*** Opening Given records ***
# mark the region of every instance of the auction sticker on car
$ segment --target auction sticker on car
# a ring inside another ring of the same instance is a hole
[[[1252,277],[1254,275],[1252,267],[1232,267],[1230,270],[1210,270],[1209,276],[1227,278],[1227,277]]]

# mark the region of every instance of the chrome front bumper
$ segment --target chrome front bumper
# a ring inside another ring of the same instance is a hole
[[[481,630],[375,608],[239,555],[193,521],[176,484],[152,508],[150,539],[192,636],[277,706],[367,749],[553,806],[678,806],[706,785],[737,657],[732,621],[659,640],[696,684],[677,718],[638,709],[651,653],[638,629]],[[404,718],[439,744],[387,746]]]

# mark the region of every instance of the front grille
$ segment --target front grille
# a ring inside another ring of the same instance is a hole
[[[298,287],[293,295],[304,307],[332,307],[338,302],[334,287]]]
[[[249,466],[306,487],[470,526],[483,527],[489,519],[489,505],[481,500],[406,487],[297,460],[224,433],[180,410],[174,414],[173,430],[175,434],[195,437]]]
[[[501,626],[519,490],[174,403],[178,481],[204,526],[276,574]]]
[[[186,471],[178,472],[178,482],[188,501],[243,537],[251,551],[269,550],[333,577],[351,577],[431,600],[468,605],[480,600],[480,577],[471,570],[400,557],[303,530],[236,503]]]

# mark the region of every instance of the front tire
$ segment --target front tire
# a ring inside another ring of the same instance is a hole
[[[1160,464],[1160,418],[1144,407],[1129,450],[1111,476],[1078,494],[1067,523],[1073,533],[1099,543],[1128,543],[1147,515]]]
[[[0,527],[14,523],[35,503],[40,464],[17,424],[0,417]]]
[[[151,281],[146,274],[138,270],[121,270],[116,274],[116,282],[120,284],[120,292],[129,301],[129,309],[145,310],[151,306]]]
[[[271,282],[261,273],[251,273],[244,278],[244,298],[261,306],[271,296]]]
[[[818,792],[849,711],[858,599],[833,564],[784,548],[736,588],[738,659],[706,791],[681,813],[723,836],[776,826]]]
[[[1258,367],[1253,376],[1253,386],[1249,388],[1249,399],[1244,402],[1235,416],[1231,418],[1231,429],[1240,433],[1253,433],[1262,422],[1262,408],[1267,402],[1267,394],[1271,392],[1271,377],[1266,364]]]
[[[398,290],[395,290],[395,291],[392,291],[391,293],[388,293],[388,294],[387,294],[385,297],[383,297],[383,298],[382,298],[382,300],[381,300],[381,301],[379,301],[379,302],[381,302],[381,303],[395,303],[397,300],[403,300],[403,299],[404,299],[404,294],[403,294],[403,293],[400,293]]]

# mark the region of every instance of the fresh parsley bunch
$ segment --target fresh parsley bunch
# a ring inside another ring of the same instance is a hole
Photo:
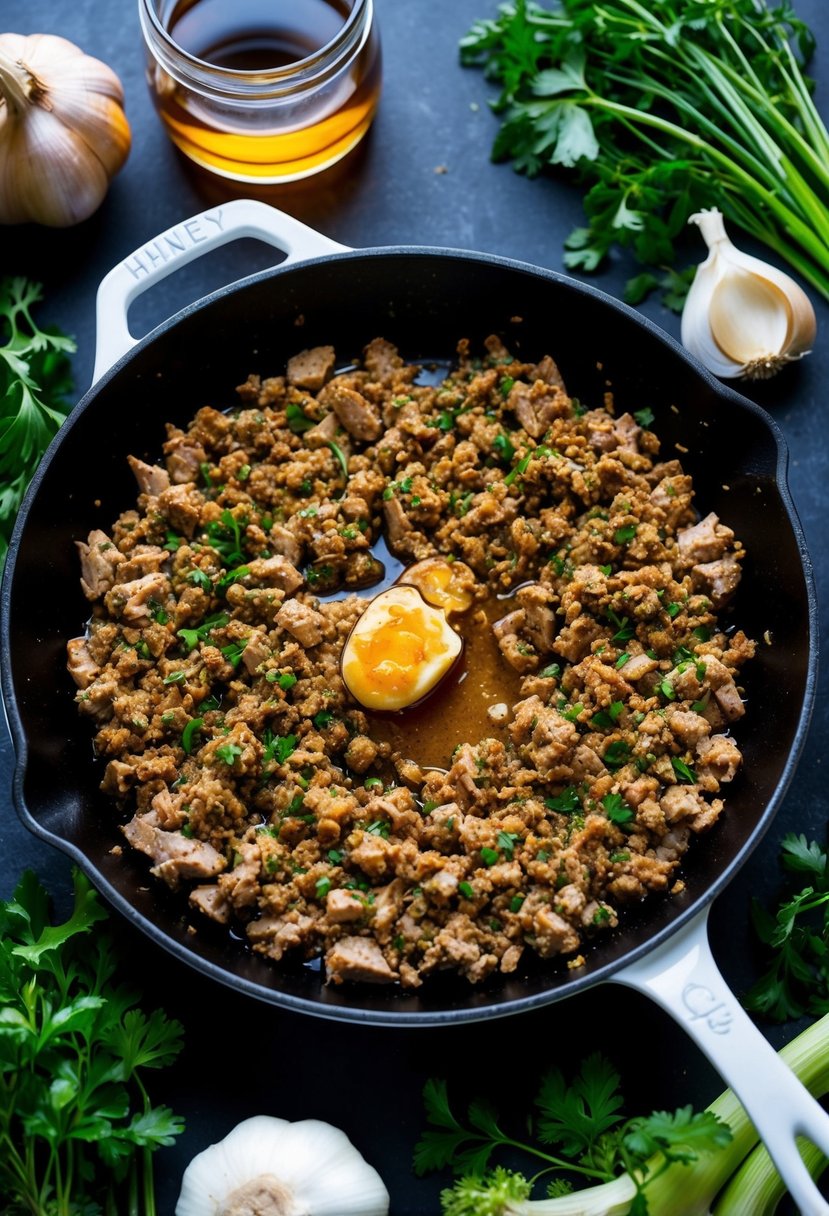
[[[619,1074],[599,1052],[587,1056],[569,1080],[559,1069],[543,1078],[535,1115],[527,1120],[531,1133],[534,1129],[532,1142],[505,1131],[487,1101],[471,1102],[467,1122],[462,1123],[451,1109],[445,1081],[429,1080],[423,1099],[432,1126],[415,1147],[415,1172],[451,1166],[461,1175],[441,1196],[444,1216],[531,1211],[532,1204],[525,1208],[524,1201],[550,1174],[546,1193],[556,1198],[573,1189],[573,1177],[595,1186],[625,1173],[632,1182],[628,1210],[631,1216],[646,1216],[648,1187],[656,1178],[673,1164],[693,1164],[700,1154],[723,1148],[732,1138],[728,1124],[717,1115],[690,1106],[625,1119]],[[543,1168],[532,1178],[500,1166],[493,1169],[492,1157],[499,1149],[530,1154]]]
[[[183,1124],[144,1073],[172,1063],[181,1026],[115,983],[106,913],[74,886],[63,924],[31,873],[0,903],[0,1210],[156,1216],[152,1153]]]
[[[40,284],[0,280],[0,568],[26,487],[69,410],[75,343],[41,329]]]
[[[494,160],[572,169],[587,224],[565,264],[615,245],[656,268],[631,280],[680,308],[673,269],[688,218],[718,207],[829,298],[829,132],[804,75],[814,39],[789,0],[508,0],[461,61],[500,85]]]
[[[743,1002],[774,1022],[829,1013],[829,859],[816,841],[791,833],[780,861],[786,881],[775,912],[752,905],[769,966]]]

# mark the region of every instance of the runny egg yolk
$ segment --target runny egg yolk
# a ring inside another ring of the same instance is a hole
[[[442,557],[426,557],[404,570],[401,583],[417,587],[420,594],[448,615],[468,612],[473,603],[475,575],[463,562],[447,562]]]
[[[343,649],[343,680],[366,709],[406,709],[440,683],[462,646],[444,613],[415,587],[390,587],[352,629]]]

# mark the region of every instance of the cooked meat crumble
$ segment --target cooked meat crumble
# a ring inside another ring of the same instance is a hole
[[[437,386],[383,339],[341,374],[333,348],[299,352],[168,426],[163,465],[130,458],[136,508],[78,544],[92,620],[68,666],[126,839],[333,982],[579,951],[668,890],[740,767],[754,644],[715,615],[739,541],[646,411],[585,409],[549,356],[485,346]],[[497,642],[486,737],[442,767],[407,753],[410,711],[390,734],[341,676],[381,536],[456,563],[468,656]]]

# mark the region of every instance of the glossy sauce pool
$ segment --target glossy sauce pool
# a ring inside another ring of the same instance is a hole
[[[404,760],[421,768],[449,768],[459,743],[500,738],[504,724],[494,722],[487,711],[501,702],[511,711],[521,695],[521,677],[502,657],[492,632],[492,622],[508,611],[503,600],[491,596],[453,621],[464,648],[452,671],[412,709],[366,711],[371,738],[389,743]],[[510,712],[506,720],[511,717]]]

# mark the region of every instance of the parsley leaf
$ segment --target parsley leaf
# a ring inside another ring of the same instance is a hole
[[[76,347],[32,316],[39,283],[0,280],[0,569],[26,487],[69,412]]]
[[[829,1011],[829,872],[827,853],[803,835],[783,838],[786,879],[777,907],[752,906],[755,932],[768,966],[744,1004],[774,1022]],[[801,885],[804,884],[804,885]]]

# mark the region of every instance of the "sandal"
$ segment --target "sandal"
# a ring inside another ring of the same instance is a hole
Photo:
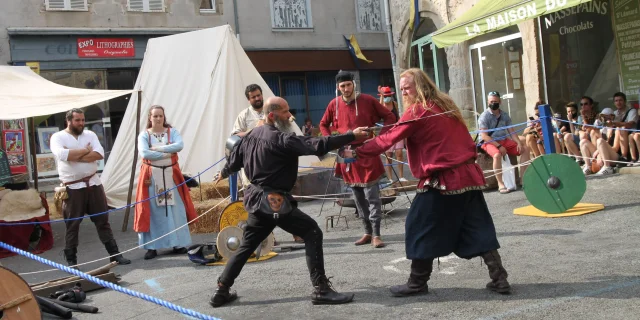
[[[503,188],[498,189],[498,192],[500,192],[500,194],[507,194],[507,193],[511,192],[511,190],[503,187]]]

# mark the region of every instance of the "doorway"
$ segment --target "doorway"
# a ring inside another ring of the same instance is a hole
[[[477,43],[469,47],[477,117],[487,108],[489,92],[500,93],[500,108],[514,124],[527,121],[522,82],[522,37],[520,33]]]

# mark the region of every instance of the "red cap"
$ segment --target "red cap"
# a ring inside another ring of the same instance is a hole
[[[382,89],[382,94],[378,93],[379,96],[388,97],[388,96],[392,96],[392,95],[395,94],[395,92],[391,91],[390,87],[382,87],[381,89]]]

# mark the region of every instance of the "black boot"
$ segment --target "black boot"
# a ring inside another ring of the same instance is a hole
[[[311,303],[313,304],[343,304],[353,301],[354,294],[342,294],[333,290],[331,281],[322,275],[313,285]]]
[[[109,259],[109,261],[111,262],[117,262],[118,264],[130,264],[131,260],[129,259],[125,259],[120,253],[120,251],[118,250],[118,244],[116,243],[115,239],[111,239],[107,242],[104,243],[104,247],[107,249],[107,252],[109,253],[110,256],[113,256],[114,254],[116,256],[113,256]]]
[[[411,260],[411,275],[407,283],[389,288],[394,297],[406,297],[415,294],[427,293],[429,286],[427,281],[433,270],[433,259]]]
[[[147,250],[147,253],[144,254],[145,260],[151,260],[158,256],[158,251],[156,250]]]
[[[238,298],[238,294],[235,291],[231,291],[229,292],[229,287],[225,286],[224,284],[218,282],[218,289],[216,289],[216,292],[213,294],[213,297],[211,297],[211,300],[209,301],[209,304],[214,307],[221,307],[235,299]]]
[[[491,282],[487,283],[487,289],[502,294],[509,293],[511,286],[507,281],[507,270],[502,266],[502,259],[498,254],[498,250],[483,253],[482,259],[489,269],[489,278],[491,278]]]
[[[67,260],[67,264],[72,268],[78,270],[78,267],[74,267],[78,264],[78,257],[76,254],[78,253],[77,248],[64,249],[64,258]]]

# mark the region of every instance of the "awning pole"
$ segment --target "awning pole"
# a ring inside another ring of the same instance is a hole
[[[393,46],[393,32],[391,30],[391,11],[389,9],[389,0],[384,0],[384,14],[385,14],[385,20],[387,22],[387,38],[389,39],[389,51],[391,53],[391,65],[393,67],[393,81],[395,83],[395,90],[396,90],[396,97],[397,97],[397,103],[398,103],[398,111],[400,112],[400,114],[402,114],[402,112],[404,111],[404,108],[402,107],[402,94],[400,93],[400,82],[399,82],[399,76],[400,74],[398,73],[398,66],[396,64],[396,52],[395,52],[395,47]]]
[[[140,113],[142,109],[142,84],[138,90],[138,106],[136,108],[136,135],[133,146],[133,162],[131,163],[131,178],[129,178],[129,190],[127,191],[127,208],[124,209],[124,220],[122,221],[122,232],[127,231],[129,224],[129,212],[131,211],[131,197],[133,195],[133,181],[136,178],[136,165],[138,162],[138,135],[140,134]],[[134,210],[135,211],[135,210]]]

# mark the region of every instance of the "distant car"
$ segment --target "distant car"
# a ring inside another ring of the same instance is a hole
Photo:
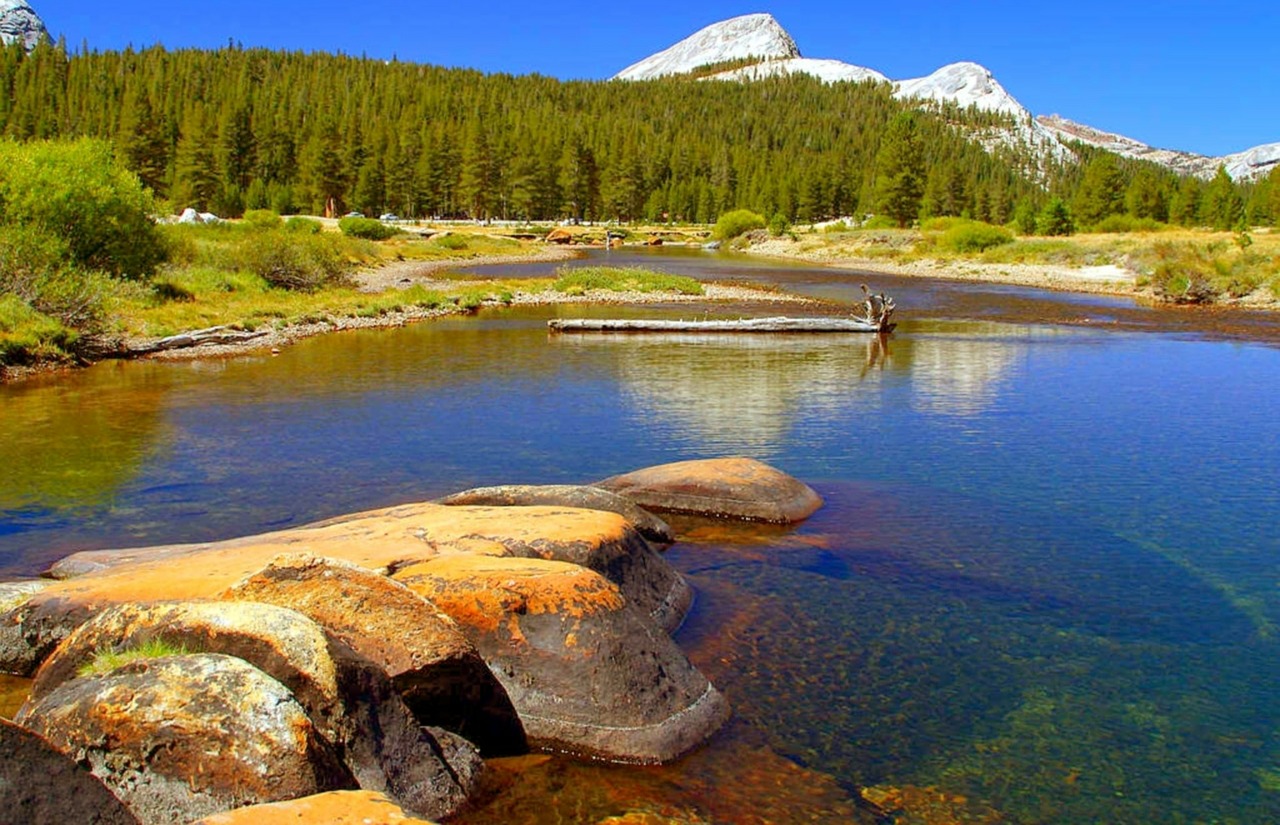
[[[381,215],[379,215],[379,216],[378,216],[378,220],[380,220],[380,221],[398,221],[398,220],[400,220],[400,216],[399,216],[399,215],[397,215],[397,214],[396,214],[396,213],[394,213],[394,212],[383,212]]]
[[[364,213],[363,213],[363,212],[348,212],[347,214],[343,215],[343,217],[344,217],[344,218],[363,218],[363,217],[364,217]]]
*** Closing Given records ***
# Exercise directions:
Starting with the first line of the entries and ending with the line that has "# mark the region of every instance of the front grille", copy each line exactly and add nothing.

# Answer section:
# mark the region of every instance of the auction sticker on car
$ segment --target auction sticker on car
# a ring inside another ring of the same instance is a hole
[[[1252,277],[1254,275],[1252,267],[1232,267],[1230,270],[1210,270],[1209,276],[1227,278],[1227,277]]]

# mark the region of every instance of the chrome front bumper
$ segment --target chrome front bumper
# a ring inside another ring of the same instance is a hole
[[[481,630],[375,608],[239,555],[193,521],[176,484],[152,508],[150,539],[192,636],[277,706],[367,749],[553,806],[678,806],[706,785],[737,657],[732,621],[659,640],[696,684],[677,718],[638,709],[651,653],[638,629]],[[404,718],[439,744],[387,746]]]

# mark the region of every instance of the front grille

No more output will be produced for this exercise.